## START

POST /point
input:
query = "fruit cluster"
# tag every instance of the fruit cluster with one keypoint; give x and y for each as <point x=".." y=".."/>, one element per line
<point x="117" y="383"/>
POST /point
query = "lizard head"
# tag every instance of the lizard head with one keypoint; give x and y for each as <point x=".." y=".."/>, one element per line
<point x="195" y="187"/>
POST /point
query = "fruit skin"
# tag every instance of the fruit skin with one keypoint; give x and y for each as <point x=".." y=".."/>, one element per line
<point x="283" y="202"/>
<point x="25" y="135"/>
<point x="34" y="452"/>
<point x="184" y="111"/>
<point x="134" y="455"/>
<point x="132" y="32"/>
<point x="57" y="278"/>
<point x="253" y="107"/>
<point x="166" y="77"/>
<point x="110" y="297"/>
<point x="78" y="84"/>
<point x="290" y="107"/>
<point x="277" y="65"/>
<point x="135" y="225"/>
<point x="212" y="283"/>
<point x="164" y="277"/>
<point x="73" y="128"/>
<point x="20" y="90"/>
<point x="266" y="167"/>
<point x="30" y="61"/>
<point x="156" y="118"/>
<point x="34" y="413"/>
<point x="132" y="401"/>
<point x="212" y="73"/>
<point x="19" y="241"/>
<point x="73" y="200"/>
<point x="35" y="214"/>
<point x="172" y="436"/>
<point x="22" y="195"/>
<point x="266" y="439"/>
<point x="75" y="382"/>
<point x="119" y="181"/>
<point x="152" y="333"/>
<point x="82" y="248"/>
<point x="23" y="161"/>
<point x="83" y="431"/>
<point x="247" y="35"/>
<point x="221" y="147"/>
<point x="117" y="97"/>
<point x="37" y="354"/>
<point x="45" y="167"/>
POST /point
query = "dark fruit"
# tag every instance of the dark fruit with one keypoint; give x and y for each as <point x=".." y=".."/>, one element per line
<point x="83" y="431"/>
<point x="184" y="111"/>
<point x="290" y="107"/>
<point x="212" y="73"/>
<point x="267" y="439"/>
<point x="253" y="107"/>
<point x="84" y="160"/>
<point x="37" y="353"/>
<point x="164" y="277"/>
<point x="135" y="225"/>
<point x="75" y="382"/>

## END

## [Problem details]
Using the listing above, reproduce each line without omission.

## [In response]
POST /point
input:
query = "fruit cluster"
# tag every instance of the fruit cluster with one keypoint; give x and y for each as <point x=".." y=".."/>, one element per line
<point x="117" y="383"/>
POST /point
query = "lizard head"
# tag every instance of the lizard head with one keypoint; give x and y for each as <point x=".." y=".."/>, one element per line
<point x="195" y="187"/>
POST /point
query = "fruit skin"
# tag every instance of the fruit skin with one keypoint; give x and y for each as <point x=".." y=".."/>, one element per line
<point x="283" y="202"/>
<point x="25" y="135"/>
<point x="34" y="452"/>
<point x="184" y="111"/>
<point x="134" y="455"/>
<point x="132" y="32"/>
<point x="57" y="278"/>
<point x="253" y="107"/>
<point x="166" y="77"/>
<point x="110" y="297"/>
<point x="78" y="84"/>
<point x="290" y="107"/>
<point x="277" y="65"/>
<point x="135" y="225"/>
<point x="212" y="283"/>
<point x="164" y="277"/>
<point x="73" y="128"/>
<point x="20" y="90"/>
<point x="266" y="167"/>
<point x="30" y="61"/>
<point x="156" y="118"/>
<point x="34" y="413"/>
<point x="132" y="401"/>
<point x="212" y="73"/>
<point x="19" y="241"/>
<point x="73" y="200"/>
<point x="35" y="214"/>
<point x="172" y="436"/>
<point x="22" y="195"/>
<point x="266" y="439"/>
<point x="75" y="382"/>
<point x="119" y="181"/>
<point x="152" y="333"/>
<point x="82" y="248"/>
<point x="23" y="161"/>
<point x="83" y="431"/>
<point x="247" y="35"/>
<point x="221" y="147"/>
<point x="117" y="97"/>
<point x="37" y="354"/>
<point x="45" y="167"/>
POST /point
query = "dark fruit"
# tag every instance of the dark fruit with one keypoint; give x and y for each as <point x=".." y=".."/>, one element per line
<point x="83" y="431"/>
<point x="184" y="111"/>
<point x="290" y="107"/>
<point x="212" y="73"/>
<point x="267" y="439"/>
<point x="253" y="107"/>
<point x="84" y="160"/>
<point x="37" y="353"/>
<point x="164" y="277"/>
<point x="135" y="225"/>
<point x="75" y="382"/>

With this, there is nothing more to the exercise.